(Source data)
::::::::::

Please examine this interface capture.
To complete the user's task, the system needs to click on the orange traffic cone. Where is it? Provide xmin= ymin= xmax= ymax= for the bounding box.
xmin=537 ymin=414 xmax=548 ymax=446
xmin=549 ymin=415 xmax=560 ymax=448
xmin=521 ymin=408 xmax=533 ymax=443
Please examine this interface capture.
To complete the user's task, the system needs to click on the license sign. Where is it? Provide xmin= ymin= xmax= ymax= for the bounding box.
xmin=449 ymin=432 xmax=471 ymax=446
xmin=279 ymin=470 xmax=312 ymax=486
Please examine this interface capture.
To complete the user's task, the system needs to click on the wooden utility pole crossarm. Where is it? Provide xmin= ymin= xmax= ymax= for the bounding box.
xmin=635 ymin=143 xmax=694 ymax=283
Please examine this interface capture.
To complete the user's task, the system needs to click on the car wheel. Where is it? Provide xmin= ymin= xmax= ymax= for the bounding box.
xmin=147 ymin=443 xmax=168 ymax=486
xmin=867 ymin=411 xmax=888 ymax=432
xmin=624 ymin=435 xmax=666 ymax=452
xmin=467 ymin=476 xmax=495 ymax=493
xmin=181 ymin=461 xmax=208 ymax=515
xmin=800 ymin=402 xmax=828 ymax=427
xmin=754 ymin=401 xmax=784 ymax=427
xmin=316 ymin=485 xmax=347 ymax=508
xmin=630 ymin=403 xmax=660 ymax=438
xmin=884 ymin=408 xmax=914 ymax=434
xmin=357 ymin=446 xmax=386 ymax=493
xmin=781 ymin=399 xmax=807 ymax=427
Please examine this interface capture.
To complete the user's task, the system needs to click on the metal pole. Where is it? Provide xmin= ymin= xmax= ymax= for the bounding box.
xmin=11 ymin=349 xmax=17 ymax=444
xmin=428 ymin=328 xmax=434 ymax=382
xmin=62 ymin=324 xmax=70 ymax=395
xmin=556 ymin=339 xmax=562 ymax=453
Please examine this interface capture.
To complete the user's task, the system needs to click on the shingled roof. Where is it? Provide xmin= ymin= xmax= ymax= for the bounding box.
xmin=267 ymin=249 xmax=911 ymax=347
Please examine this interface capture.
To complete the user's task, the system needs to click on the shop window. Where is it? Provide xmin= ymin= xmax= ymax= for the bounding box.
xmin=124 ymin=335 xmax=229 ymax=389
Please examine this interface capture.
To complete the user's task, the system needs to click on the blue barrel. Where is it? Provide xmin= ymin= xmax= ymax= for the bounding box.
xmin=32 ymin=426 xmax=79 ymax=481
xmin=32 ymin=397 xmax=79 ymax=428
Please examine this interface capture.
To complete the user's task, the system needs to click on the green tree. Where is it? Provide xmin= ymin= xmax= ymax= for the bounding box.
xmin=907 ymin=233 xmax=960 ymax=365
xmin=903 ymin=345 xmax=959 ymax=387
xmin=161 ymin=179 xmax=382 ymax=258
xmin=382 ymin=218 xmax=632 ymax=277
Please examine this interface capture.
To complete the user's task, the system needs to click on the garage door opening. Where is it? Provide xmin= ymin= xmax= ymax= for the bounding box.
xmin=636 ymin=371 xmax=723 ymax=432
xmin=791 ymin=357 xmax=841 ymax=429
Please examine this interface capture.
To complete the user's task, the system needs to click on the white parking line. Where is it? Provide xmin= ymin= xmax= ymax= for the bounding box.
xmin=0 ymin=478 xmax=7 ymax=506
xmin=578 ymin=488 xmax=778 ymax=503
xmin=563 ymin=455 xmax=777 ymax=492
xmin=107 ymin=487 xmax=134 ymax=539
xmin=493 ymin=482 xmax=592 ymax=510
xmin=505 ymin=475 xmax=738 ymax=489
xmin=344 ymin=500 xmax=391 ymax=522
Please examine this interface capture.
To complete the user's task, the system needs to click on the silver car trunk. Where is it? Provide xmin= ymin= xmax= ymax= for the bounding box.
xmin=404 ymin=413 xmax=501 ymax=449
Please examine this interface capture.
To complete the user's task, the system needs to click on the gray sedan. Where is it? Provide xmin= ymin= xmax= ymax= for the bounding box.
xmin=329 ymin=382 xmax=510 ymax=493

::::::::::

Please copy each line above exactly as written.

Answer for the task>
Please examine this interface capture.
To complete the user's task, the system needs to click on the orange traffic cone. Where is it? Provide xmin= ymin= xmax= ymax= for the bounding box.
xmin=537 ymin=414 xmax=548 ymax=446
xmin=549 ymin=415 xmax=560 ymax=448
xmin=521 ymin=408 xmax=533 ymax=443
Please examine this interface capture.
To complete the user's task, the system needs to click on the license sign. Where is it? Provide xmin= ymin= xmax= ymax= for the bounding box.
xmin=449 ymin=432 xmax=471 ymax=446
xmin=279 ymin=470 xmax=312 ymax=486
Please examine this interface capture.
To complete the user's task, the system needs to click on the wooden utility pole crossarm. Where is it? Provide xmin= ymin= xmax= ymax= for the bounding box.
xmin=635 ymin=143 xmax=694 ymax=283
Please examine this interface capture.
To complete the user's task, the system needs to click on the car wheel. Where is it? Provide xmin= ymin= xmax= ymax= for the bounding box.
xmin=147 ymin=443 xmax=168 ymax=486
xmin=867 ymin=411 xmax=888 ymax=432
xmin=624 ymin=435 xmax=666 ymax=452
xmin=467 ymin=476 xmax=495 ymax=493
xmin=181 ymin=461 xmax=208 ymax=515
xmin=800 ymin=402 xmax=828 ymax=427
xmin=754 ymin=401 xmax=784 ymax=427
xmin=316 ymin=485 xmax=347 ymax=508
xmin=630 ymin=403 xmax=660 ymax=438
xmin=884 ymin=408 xmax=914 ymax=434
xmin=357 ymin=446 xmax=386 ymax=493
xmin=781 ymin=399 xmax=807 ymax=427
Please examine this interface capture.
To complete the user's task, the system needs to click on the metal pole. Where is it? Provide xmin= ymin= xmax= ymax= for the bounding box.
xmin=11 ymin=349 xmax=17 ymax=444
xmin=428 ymin=328 xmax=434 ymax=382
xmin=62 ymin=324 xmax=70 ymax=395
xmin=556 ymin=339 xmax=562 ymax=453
Please examine this interface capture.
To complete the user's task, the system needs to click on the shingled roof. Where is it? Provide xmin= ymin= xmax= ymax= for the bounding box.
xmin=267 ymin=249 xmax=911 ymax=347
Please examine this interface capture.
To complete the user's task, the system needs to click on the shop window. Where is it? Provide xmin= ymin= xmax= ymax= for the bounding box.
xmin=124 ymin=335 xmax=229 ymax=389
Please examine this interface capture.
To complete the user's task, the system needs to click on the blue barrel. Where is it? Provide xmin= ymin= xmax= ymax= for the bounding box.
xmin=32 ymin=426 xmax=79 ymax=481
xmin=32 ymin=397 xmax=79 ymax=428
Please examine this interface capture.
To complete the user's task, the system needs to click on the green tree. Where is it? Provide xmin= ymin= xmax= ymax= for the bounding box.
xmin=907 ymin=233 xmax=960 ymax=365
xmin=903 ymin=345 xmax=959 ymax=387
xmin=161 ymin=179 xmax=382 ymax=258
xmin=382 ymin=218 xmax=632 ymax=277
Please examine this interface capture.
To complete the user's task, the system needs to click on the garage door opening. Where is it? Provide xmin= ymin= xmax= ymax= for the bounding box.
xmin=636 ymin=371 xmax=723 ymax=432
xmin=791 ymin=357 xmax=841 ymax=429
Please examine this interface capture.
To complete the user's task, the system needs to click on the white parking line. Where is it? Provide xmin= ymin= xmax= ymax= for the bounding box.
xmin=0 ymin=478 xmax=7 ymax=506
xmin=578 ymin=488 xmax=778 ymax=503
xmin=563 ymin=455 xmax=777 ymax=492
xmin=107 ymin=487 xmax=134 ymax=539
xmin=493 ymin=482 xmax=592 ymax=510
xmin=505 ymin=475 xmax=738 ymax=489
xmin=344 ymin=500 xmax=391 ymax=522
Please examine this interface capture.
To complete the user's task, the system needs to click on the silver car trunk. Where is it? Provide xmin= ymin= xmax= ymax= for the bounding box.
xmin=404 ymin=413 xmax=501 ymax=449
Please examine this interface capture.
To complete the user's task, the system needs to click on the gray sedan. Where is it? Provide xmin= ymin= xmax= ymax= for the bounding box.
xmin=329 ymin=382 xmax=510 ymax=493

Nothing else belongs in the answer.